• DATA SHOWN:
..............................

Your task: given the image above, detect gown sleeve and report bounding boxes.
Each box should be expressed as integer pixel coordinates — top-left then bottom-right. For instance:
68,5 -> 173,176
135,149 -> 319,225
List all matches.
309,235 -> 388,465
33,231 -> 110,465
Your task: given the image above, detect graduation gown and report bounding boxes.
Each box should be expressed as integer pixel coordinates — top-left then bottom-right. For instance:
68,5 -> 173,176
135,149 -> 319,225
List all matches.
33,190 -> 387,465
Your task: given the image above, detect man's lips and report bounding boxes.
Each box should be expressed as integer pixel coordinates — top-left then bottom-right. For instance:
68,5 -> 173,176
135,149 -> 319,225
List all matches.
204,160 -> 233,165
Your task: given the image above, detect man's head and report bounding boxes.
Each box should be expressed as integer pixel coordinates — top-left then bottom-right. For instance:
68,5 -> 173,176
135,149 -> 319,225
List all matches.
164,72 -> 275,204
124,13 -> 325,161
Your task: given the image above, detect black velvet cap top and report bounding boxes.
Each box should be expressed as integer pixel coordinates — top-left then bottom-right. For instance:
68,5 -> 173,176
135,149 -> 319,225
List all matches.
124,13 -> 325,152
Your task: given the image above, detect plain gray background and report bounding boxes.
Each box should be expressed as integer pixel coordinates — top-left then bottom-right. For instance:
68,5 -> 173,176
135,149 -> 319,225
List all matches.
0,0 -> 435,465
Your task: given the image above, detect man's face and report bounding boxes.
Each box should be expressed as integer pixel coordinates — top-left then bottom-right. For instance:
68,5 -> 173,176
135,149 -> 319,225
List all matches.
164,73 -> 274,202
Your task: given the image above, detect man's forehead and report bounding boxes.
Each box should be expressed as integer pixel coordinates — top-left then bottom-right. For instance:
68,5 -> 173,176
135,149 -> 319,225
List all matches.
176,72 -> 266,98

..............................

• TASK STATEMENT: Can you write out again the part that opens with the line containing "Your task: given the image above, detect man's lips" and closes with the line containing "204,160 -> 233,165", ends included, request lines too, shifting every bounding-box coordinate in the answers up by 107 and leaving the sample coordinates in the request unchanged?

• FINAL RESULT:
Your task: given the image above, detect man's lips and report bounding boxes.
Each box should be expressed as integer pixel coordinates — top-left then bottom-right. For instance:
68,5 -> 173,176
135,149 -> 319,225
List all matches.
311,267 -> 340,272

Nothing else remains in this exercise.